GOAL OF THE EXERCISE: Some lines below hold "fence". Pick them out and copy them.

(Stored records)
= Beginning of Section =
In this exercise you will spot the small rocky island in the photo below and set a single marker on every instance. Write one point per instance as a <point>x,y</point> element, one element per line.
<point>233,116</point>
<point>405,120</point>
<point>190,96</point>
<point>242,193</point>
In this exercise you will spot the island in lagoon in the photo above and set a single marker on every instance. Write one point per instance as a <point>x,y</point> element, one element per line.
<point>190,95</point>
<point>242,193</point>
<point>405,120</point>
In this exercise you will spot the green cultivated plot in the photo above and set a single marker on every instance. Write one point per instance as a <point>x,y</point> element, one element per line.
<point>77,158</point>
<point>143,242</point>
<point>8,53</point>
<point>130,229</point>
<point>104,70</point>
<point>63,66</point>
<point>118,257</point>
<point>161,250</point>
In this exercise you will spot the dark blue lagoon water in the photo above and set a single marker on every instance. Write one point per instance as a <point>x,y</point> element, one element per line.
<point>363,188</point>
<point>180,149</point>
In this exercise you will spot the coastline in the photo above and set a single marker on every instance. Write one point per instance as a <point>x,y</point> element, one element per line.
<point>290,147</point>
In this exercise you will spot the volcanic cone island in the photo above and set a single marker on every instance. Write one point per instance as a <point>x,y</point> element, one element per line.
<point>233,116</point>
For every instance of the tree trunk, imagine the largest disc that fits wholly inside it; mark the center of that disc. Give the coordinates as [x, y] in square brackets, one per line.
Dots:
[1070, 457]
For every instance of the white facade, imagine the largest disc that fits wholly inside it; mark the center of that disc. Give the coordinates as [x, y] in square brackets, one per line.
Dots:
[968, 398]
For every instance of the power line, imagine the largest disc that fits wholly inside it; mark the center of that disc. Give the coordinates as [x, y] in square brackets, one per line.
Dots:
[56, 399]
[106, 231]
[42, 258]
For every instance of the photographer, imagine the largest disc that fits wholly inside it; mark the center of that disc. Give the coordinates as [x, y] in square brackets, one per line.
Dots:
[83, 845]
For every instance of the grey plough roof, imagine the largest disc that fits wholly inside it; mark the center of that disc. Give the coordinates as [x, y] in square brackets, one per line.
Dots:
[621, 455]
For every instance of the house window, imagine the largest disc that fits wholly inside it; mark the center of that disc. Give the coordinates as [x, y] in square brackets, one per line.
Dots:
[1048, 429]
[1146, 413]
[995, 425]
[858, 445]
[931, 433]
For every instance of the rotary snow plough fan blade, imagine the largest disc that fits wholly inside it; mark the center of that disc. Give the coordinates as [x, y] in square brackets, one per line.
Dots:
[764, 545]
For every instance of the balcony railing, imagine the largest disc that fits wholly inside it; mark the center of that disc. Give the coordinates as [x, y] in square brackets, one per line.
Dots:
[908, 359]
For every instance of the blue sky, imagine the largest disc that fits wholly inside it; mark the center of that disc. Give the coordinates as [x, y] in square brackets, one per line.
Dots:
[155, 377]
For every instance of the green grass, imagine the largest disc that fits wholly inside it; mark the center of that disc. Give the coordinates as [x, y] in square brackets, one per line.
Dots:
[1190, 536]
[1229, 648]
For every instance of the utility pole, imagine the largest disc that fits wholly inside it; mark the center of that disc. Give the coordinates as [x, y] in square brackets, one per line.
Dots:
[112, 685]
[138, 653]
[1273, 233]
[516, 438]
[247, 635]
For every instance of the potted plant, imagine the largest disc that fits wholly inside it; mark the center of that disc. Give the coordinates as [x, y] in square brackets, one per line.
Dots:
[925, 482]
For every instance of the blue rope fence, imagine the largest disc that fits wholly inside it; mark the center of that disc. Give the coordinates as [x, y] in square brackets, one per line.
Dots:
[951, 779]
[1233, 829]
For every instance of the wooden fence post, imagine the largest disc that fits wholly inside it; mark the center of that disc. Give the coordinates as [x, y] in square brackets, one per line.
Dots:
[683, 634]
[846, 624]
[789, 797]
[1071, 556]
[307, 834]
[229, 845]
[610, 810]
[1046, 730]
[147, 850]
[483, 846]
= End of Section =
EXPECTED ANSWER:
For every instance of the blue rope fence, imagine the largest disc that fits wholly inside it; mark the center of that disc. Give the coordinates as [x, y] in square brackets, one per line.
For every instance of the wooden fence post, imagine the largest disc that fits wholly inside it; mark the center of that disc. Give the coordinates as [x, y] in square brackets, one per line.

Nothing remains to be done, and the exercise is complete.